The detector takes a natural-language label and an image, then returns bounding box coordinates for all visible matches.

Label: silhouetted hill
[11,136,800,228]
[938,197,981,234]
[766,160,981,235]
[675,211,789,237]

THE PROBLEM:
Please copy every item above word for word, keeping each line as it stands.

SOLUTION FOR THIS PROBLEM:
The detector takes a natural-language label and an image, then returns bounding box coordinates for all visible matches.

Label: silhouetted hill
[11,136,800,228]
[938,197,981,234]
[766,160,981,235]
[675,211,789,237]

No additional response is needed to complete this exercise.